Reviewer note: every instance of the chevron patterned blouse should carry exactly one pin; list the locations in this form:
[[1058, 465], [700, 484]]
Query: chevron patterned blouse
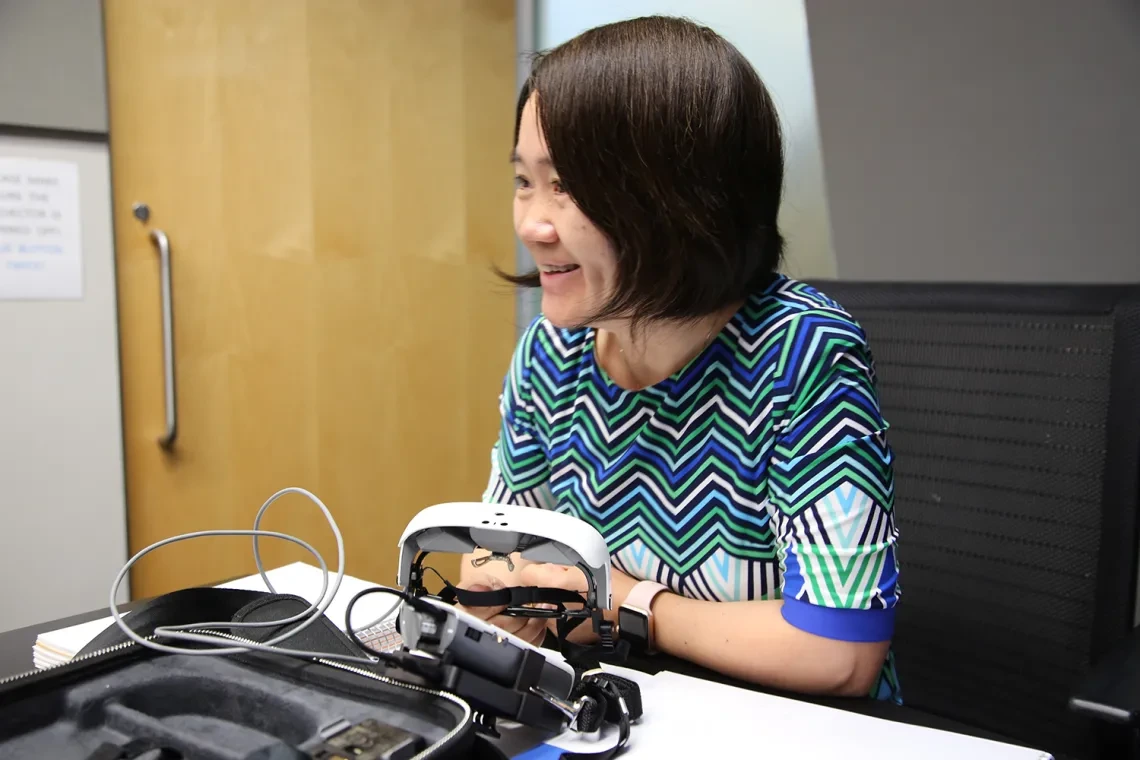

--

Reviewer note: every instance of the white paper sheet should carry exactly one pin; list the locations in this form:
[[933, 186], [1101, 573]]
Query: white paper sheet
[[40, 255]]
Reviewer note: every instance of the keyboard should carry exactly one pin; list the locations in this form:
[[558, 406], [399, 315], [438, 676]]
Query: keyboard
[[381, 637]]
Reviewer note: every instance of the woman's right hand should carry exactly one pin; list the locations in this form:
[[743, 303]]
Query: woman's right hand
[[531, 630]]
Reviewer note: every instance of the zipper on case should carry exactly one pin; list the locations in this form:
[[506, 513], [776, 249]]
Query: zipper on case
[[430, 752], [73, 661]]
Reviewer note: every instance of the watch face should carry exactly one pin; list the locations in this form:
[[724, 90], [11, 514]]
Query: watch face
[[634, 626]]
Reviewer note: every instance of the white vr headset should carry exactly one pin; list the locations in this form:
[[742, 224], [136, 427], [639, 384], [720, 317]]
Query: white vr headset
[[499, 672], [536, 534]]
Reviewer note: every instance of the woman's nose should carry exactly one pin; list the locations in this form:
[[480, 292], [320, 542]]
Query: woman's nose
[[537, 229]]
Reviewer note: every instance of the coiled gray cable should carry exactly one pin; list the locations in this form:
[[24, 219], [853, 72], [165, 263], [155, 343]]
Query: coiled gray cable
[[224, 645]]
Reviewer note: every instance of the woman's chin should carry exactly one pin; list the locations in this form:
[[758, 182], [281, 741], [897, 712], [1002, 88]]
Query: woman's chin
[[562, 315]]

*WHAT TO WORK ON*:
How many lines in the rows above contain the word "coiled"? Give only the number.

*THE OUTPUT*:
2